**WORK REQUIRED**
Extract the text of each entry below exactly, leaving every image behind.

Stored items from a collection
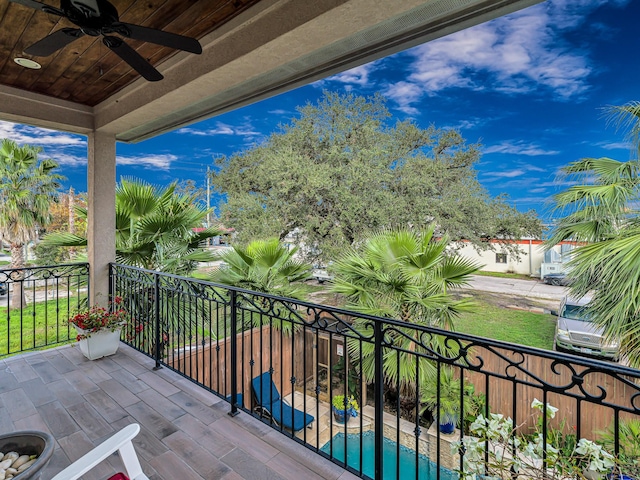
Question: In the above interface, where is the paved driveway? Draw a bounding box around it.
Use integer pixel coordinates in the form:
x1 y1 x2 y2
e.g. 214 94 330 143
463 275 568 301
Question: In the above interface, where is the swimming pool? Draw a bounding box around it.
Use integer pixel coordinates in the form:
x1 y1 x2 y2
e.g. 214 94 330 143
320 430 458 480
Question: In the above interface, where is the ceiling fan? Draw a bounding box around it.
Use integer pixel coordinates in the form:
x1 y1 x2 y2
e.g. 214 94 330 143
10 0 203 81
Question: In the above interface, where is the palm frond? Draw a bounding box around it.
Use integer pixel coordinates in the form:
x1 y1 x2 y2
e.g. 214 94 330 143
333 226 479 390
40 232 87 247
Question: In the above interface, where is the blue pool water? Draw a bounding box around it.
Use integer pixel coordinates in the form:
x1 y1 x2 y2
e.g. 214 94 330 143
320 430 458 480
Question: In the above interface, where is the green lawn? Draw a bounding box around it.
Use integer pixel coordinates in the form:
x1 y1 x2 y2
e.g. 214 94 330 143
454 299 556 350
0 281 555 356
474 270 536 281
0 301 79 355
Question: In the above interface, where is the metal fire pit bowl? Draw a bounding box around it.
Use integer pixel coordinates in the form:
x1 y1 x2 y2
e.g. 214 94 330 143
0 431 54 480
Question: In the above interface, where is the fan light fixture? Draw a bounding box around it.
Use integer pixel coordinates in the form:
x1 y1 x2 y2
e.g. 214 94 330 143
9 0 202 82
14 57 42 69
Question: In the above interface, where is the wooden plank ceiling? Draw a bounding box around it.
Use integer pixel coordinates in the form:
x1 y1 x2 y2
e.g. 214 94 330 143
0 0 262 106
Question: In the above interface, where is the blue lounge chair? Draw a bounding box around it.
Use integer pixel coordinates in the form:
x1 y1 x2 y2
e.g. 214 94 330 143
251 372 314 432
226 393 244 408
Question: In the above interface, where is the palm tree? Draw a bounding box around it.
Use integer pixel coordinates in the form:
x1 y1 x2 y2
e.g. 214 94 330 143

**SOLVED EXERCISE**
Question: In the above interface, where is the paved driveway? Draw a bounding box around it.
Use integer pixel coordinates in the form:
x1 y1 x2 y2
e.g. 214 94 330 143
463 275 568 301
Question: In the above interface, where is the swimming pool? Draw a bounding box around it.
Use integer pixel coordinates in the form:
x1 y1 x2 y2
e.g. 214 94 330 143
320 430 458 480
Question: In the above interface, where is the ceiling fan? Draw a bounding box around it.
Use integer pixel coordinates in the form:
x1 y1 x2 y2
e.g. 214 94 330 143
10 0 203 81
Question: In the above interface, where is the palm frond? Draw a bounding box around it.
Use integer pixel coordinates in the form:
x1 y1 x2 y2
e.g. 214 94 330 143
333 226 479 390
40 232 87 247
Question: In the above interface, where is the blue pool water? Draw a bounding box around it.
Use integer pixel coordinates in the form:
x1 y1 x2 y2
e.g. 214 94 330 143
320 430 458 480
Question: In the above interface, where is the green lawn? Draw a bounding box around it.
Use integer pixel coordinates in the form:
x1 y1 x2 y2
e.g. 214 94 330 143
454 299 556 350
0 281 555 356
474 270 536 281
0 301 79 355
Question: In the above interface, where is the metal fire pit bowl? Draw a bounding box around it.
Use integer pixel coordinates in the form:
x1 y1 x2 y2
e.g. 214 94 330 143
0 431 54 480
Question: In the above interface, where is the fan light fixture? Draw a bounding box around it.
Use integer pixel coordinates in the form:
x1 y1 x2 y2
e.g. 214 94 330 143
9 0 202 82
14 57 42 69
Question: In the above interface, where is the wooden plank ceiling? Draw a bounding box around it.
Use integer pixel coordinates in the form:
x1 y1 x2 y2
e.g. 214 94 330 143
0 0 262 106
Question: In the above interface, where is the blue lounge chair? Draw a bounding box around it.
Use integer pixel coordinates in the form:
x1 y1 x2 y2
e.g. 214 94 330 143
251 372 314 432
226 393 244 408
Question: In the above interface, where is the palm tree? Draw a bounding box around it.
Use integer pixel coordinates in the form:
x1 y1 x2 y2
e.g. 214 94 330 143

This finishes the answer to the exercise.